───── DATA SUPPLIED

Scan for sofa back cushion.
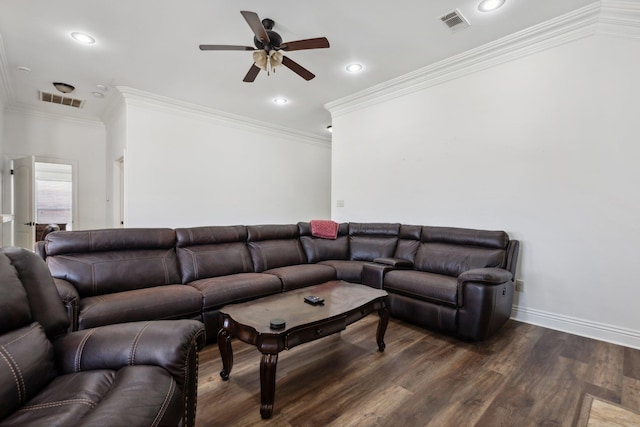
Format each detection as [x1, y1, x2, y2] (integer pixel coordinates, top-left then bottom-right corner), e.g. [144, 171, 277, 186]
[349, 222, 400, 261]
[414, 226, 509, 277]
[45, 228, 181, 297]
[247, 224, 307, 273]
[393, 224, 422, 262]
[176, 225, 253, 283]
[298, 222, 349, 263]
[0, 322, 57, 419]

──────────
───── DATA SUPPLIED

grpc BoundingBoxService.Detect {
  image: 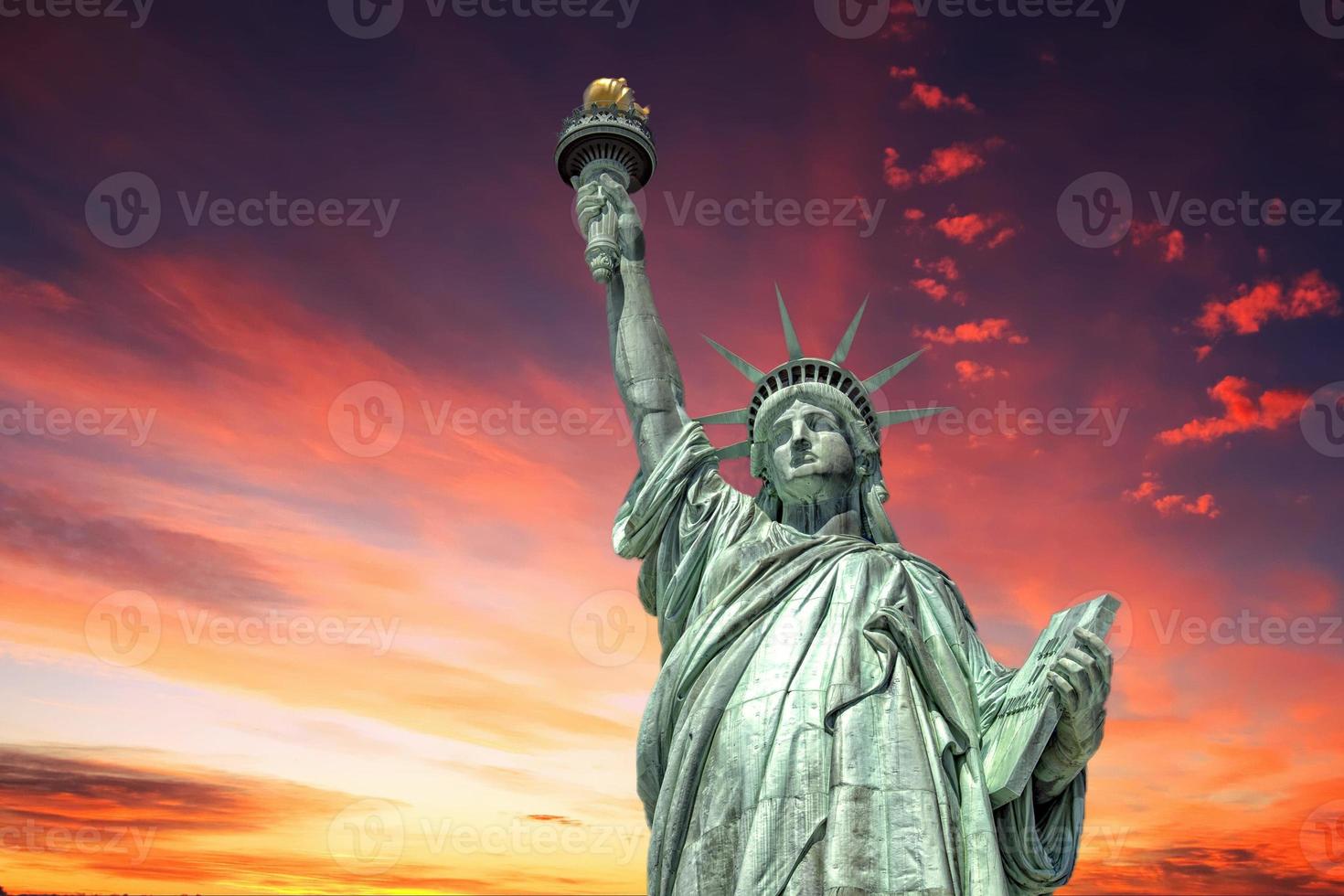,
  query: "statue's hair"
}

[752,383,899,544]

──────────
───── DATA SUPPLIED

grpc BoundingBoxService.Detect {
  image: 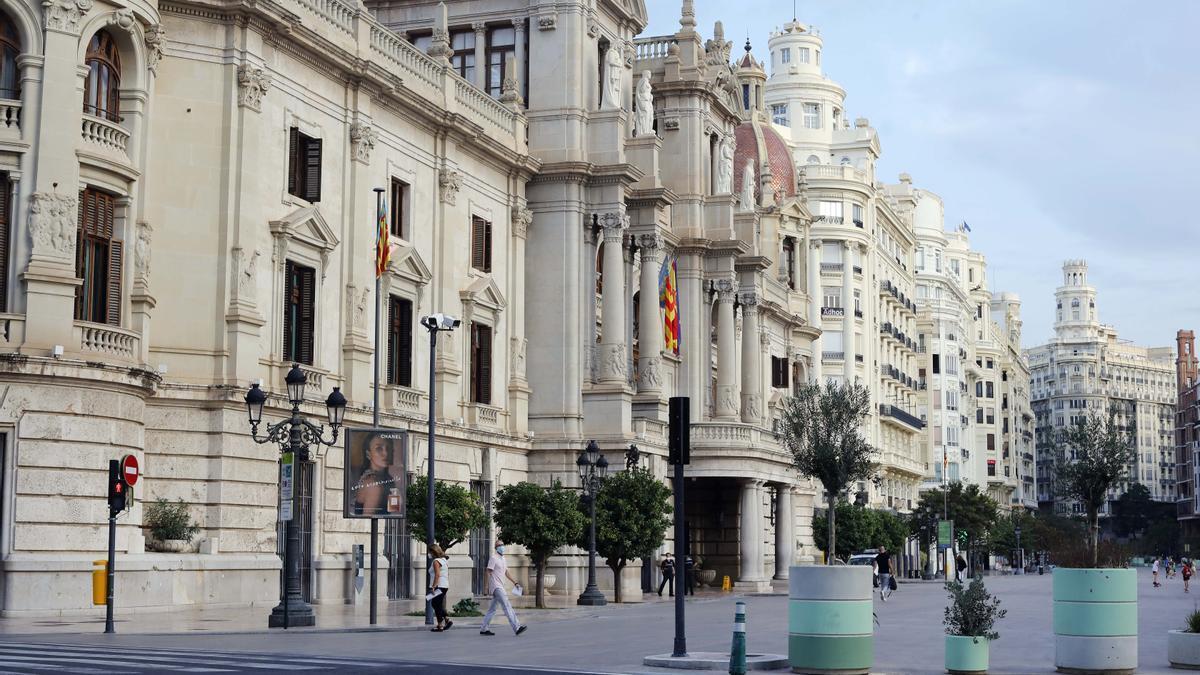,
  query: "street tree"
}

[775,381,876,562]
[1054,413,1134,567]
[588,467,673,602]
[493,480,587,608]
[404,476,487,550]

──────────

**SHORT PROBLEM:**
Please change "sofa back cushion" to "couch cushion" in the lines from the line with "Scan for sofa back cushion." up to and including the line with "[0, 322, 57, 419]", keeping everything else in them the same. Leave the pictures out of your answer.

**OUTPUT BELOW:**
Scan for couch cushion.
Format each detection as [x1, y1, x2, y2] (integer pixel coordinates, top-left then bottom-right corner), e.g. [144, 171, 277, 186]
[349, 222, 400, 261]
[414, 226, 509, 277]
[45, 228, 181, 297]
[247, 224, 307, 273]
[393, 224, 422, 262]
[176, 225, 253, 283]
[298, 222, 349, 263]
[0, 322, 57, 419]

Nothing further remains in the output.